> [Aim of the task] Starting at the line that contains "outstretched arm in the photo above accordingly." and ending at the close of the material below, write out every line again, requests included, and raise each coordinate in the answers by 74. Leave the pictures out.

> [Exercise input]

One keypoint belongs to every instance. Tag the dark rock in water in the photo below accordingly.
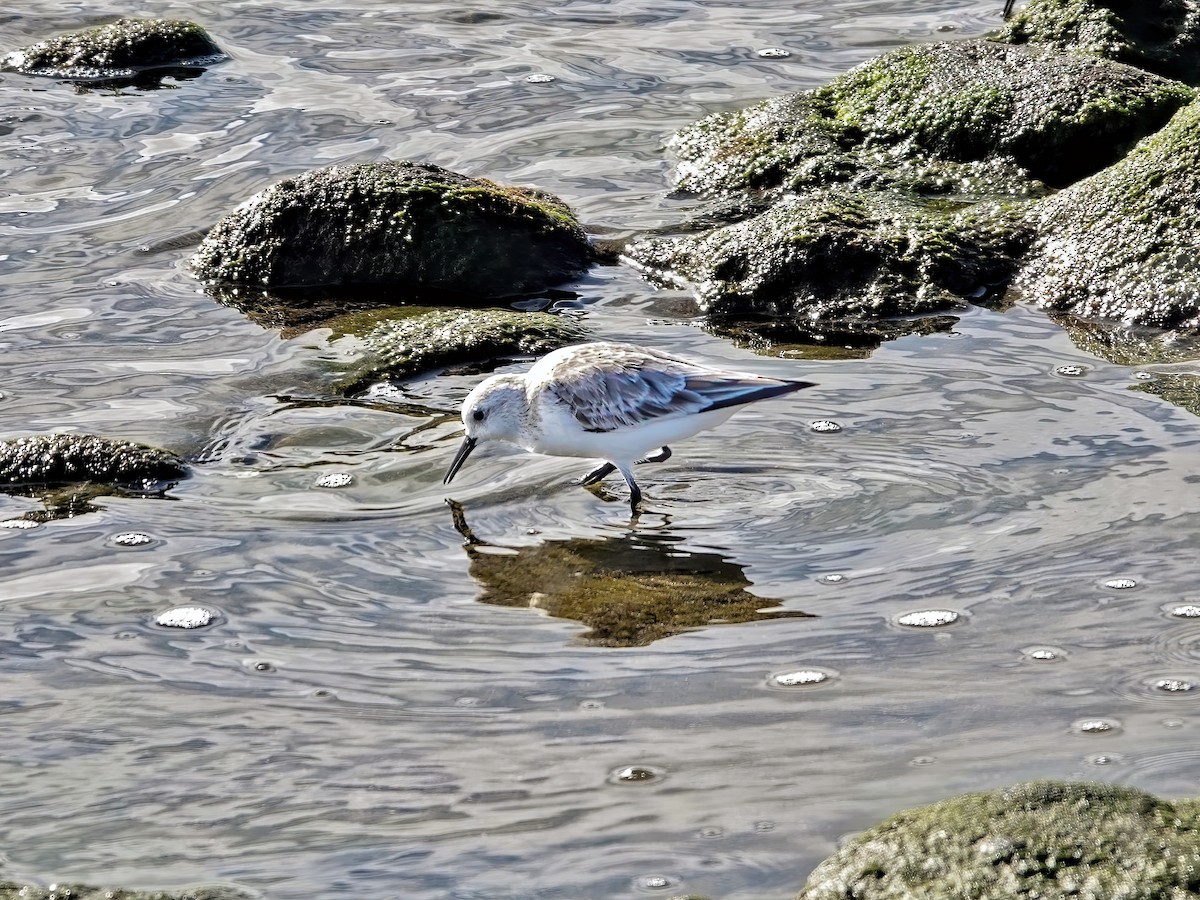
(70, 459)
(120, 49)
(970, 118)
(1047, 839)
(629, 591)
(1125, 244)
(1181, 389)
(397, 342)
(63, 891)
(835, 255)
(1158, 35)
(396, 223)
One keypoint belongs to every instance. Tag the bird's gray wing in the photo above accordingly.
(629, 387)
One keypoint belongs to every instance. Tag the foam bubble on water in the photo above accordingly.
(132, 539)
(799, 678)
(185, 617)
(1173, 685)
(635, 774)
(928, 618)
(1121, 583)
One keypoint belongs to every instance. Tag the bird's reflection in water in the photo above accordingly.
(629, 591)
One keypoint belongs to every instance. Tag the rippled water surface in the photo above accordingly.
(354, 721)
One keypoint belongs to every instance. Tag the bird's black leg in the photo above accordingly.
(635, 492)
(598, 474)
(661, 455)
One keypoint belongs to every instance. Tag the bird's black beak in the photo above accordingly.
(468, 444)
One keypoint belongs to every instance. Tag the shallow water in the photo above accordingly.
(355, 721)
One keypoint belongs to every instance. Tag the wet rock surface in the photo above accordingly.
(1157, 35)
(1044, 839)
(397, 343)
(119, 49)
(397, 223)
(1125, 244)
(48, 460)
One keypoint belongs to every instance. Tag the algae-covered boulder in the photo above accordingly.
(119, 49)
(971, 117)
(1125, 244)
(399, 223)
(397, 342)
(835, 255)
(64, 891)
(48, 460)
(1158, 35)
(1045, 839)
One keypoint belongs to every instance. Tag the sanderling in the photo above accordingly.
(613, 401)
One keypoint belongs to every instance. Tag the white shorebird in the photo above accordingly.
(613, 401)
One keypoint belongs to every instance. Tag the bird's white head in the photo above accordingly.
(492, 412)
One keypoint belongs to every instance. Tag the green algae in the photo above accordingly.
(835, 256)
(396, 223)
(629, 591)
(1125, 244)
(117, 49)
(401, 342)
(71, 459)
(1044, 839)
(1161, 36)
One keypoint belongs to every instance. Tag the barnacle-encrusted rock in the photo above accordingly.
(119, 49)
(1158, 35)
(70, 459)
(1044, 839)
(832, 256)
(1125, 244)
(399, 223)
(397, 343)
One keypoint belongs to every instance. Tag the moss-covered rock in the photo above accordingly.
(397, 223)
(1158, 35)
(838, 255)
(628, 591)
(399, 342)
(70, 459)
(969, 118)
(119, 49)
(15, 891)
(1125, 244)
(1045, 839)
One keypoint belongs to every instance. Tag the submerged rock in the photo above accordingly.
(48, 460)
(1047, 839)
(629, 591)
(119, 49)
(1157, 35)
(1125, 244)
(397, 342)
(397, 223)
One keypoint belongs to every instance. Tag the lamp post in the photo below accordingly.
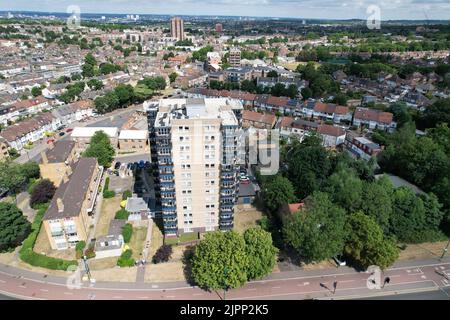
(225, 273)
(445, 250)
(86, 266)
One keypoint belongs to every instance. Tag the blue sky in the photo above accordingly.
(334, 9)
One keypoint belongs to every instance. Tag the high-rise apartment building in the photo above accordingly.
(235, 58)
(177, 28)
(195, 145)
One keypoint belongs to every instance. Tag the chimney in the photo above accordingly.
(60, 205)
(44, 157)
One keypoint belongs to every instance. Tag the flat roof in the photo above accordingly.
(133, 134)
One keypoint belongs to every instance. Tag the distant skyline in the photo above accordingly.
(312, 9)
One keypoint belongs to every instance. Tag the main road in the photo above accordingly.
(416, 277)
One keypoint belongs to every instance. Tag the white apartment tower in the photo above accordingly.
(195, 141)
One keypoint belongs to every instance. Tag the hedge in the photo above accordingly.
(122, 214)
(106, 192)
(27, 254)
(125, 259)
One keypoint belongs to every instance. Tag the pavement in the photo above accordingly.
(415, 277)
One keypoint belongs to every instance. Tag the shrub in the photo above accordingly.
(125, 259)
(127, 231)
(42, 192)
(127, 194)
(107, 194)
(122, 214)
(79, 249)
(163, 254)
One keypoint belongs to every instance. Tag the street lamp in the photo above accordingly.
(445, 250)
(86, 266)
(225, 273)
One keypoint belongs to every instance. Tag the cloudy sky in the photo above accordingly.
(334, 9)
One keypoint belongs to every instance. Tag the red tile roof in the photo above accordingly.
(330, 130)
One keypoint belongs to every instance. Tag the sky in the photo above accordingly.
(320, 9)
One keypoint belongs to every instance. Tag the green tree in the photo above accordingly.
(100, 148)
(345, 189)
(366, 245)
(278, 192)
(261, 251)
(220, 261)
(317, 233)
(14, 227)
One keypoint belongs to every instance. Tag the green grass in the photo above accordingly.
(27, 254)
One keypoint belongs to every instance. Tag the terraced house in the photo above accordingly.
(195, 145)
(67, 220)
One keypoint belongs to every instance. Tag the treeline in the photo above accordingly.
(346, 210)
(124, 95)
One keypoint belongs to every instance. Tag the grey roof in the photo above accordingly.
(60, 151)
(135, 204)
(73, 192)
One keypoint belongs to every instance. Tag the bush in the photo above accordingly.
(79, 249)
(122, 214)
(127, 231)
(107, 194)
(27, 254)
(125, 259)
(127, 194)
(163, 254)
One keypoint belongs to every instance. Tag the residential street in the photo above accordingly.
(418, 277)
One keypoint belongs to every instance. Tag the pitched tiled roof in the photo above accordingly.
(330, 130)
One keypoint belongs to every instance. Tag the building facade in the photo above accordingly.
(194, 143)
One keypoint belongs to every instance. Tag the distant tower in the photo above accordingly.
(177, 28)
(235, 57)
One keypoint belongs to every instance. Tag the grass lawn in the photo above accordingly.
(108, 212)
(157, 241)
(246, 218)
(137, 241)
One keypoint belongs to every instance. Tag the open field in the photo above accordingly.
(107, 213)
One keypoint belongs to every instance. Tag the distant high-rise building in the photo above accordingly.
(235, 58)
(177, 28)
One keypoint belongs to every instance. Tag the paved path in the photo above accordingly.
(416, 277)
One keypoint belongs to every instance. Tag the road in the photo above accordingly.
(413, 277)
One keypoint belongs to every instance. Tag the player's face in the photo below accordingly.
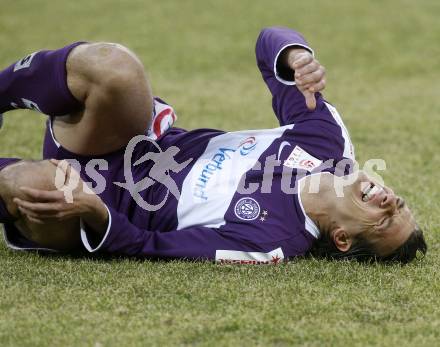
(377, 212)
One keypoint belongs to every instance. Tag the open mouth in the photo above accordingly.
(370, 191)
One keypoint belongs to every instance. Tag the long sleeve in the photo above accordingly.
(288, 102)
(123, 237)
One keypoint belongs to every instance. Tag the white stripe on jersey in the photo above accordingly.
(239, 257)
(209, 187)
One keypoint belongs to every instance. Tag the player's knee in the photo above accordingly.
(110, 65)
(33, 174)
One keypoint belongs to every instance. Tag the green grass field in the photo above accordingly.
(383, 70)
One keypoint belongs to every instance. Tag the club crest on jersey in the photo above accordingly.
(247, 209)
(247, 145)
(300, 159)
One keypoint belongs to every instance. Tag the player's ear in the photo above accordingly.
(341, 239)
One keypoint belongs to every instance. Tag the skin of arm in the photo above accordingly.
(41, 206)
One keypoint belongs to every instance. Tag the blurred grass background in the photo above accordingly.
(383, 69)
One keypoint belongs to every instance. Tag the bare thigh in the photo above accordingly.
(40, 175)
(111, 83)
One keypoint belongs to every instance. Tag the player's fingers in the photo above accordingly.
(313, 77)
(42, 195)
(308, 68)
(317, 87)
(302, 59)
(310, 100)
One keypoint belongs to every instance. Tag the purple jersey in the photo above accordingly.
(228, 199)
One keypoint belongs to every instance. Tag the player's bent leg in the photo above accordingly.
(39, 175)
(111, 83)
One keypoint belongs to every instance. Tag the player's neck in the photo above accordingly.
(315, 191)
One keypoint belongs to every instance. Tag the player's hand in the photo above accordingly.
(309, 74)
(68, 201)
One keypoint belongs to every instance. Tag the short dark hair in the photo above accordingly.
(363, 251)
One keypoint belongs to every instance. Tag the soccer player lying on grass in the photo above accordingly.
(202, 194)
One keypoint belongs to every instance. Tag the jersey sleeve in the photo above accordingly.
(287, 101)
(194, 243)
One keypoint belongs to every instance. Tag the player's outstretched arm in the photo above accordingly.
(291, 72)
(103, 229)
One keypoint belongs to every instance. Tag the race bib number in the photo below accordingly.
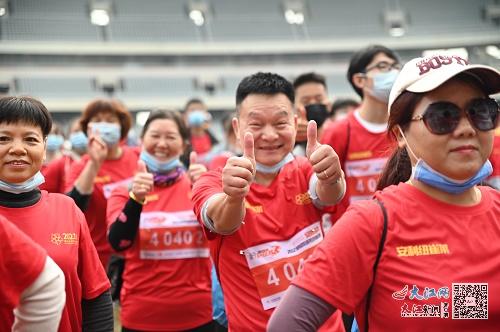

> [Result of this exercise]
One keypoint belongs to every instance. Tag the player's outstretched arm in the photo above accordingly.
(365, 146)
(177, 303)
One keypoint belongs to every instance. Tag the race bib number in the photo below accordingly.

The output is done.